*** Opening of Supplied information ***

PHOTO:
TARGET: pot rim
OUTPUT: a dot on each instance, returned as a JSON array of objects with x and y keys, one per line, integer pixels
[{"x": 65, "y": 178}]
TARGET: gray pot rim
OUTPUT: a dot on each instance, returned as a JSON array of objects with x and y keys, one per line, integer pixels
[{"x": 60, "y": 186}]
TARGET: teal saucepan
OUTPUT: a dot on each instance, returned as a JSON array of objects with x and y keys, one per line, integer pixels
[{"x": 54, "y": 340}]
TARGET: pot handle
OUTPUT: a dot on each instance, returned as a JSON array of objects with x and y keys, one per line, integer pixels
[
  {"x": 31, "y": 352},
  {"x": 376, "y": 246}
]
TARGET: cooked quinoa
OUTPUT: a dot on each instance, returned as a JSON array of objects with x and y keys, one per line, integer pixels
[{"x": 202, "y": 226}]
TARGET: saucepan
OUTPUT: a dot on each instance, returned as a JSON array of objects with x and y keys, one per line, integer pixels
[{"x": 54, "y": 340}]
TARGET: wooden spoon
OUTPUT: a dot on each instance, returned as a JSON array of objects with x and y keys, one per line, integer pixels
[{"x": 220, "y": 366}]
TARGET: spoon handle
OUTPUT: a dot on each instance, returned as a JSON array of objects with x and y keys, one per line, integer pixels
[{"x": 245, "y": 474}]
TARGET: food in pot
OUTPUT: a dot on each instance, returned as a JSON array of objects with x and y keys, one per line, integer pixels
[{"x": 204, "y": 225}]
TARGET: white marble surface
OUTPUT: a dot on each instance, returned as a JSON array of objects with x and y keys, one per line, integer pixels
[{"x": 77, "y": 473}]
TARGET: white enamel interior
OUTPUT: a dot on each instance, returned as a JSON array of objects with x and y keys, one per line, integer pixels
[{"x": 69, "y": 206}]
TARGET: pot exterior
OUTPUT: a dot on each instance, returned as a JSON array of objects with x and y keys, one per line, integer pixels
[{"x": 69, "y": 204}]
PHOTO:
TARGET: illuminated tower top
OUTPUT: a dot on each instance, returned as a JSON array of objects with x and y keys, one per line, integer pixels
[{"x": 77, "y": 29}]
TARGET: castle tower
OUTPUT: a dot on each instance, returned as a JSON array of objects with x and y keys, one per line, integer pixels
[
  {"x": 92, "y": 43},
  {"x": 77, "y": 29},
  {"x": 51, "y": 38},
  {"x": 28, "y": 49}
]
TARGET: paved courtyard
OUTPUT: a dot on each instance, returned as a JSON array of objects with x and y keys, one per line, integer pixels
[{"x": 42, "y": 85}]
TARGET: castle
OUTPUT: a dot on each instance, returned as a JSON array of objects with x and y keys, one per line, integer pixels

*** Close of Supplied information ***

# Exercise goal
Search the data for the string "white". List each line that has it.

# Response to this task
TARGET: white marble surface
TARGET: white enamel interior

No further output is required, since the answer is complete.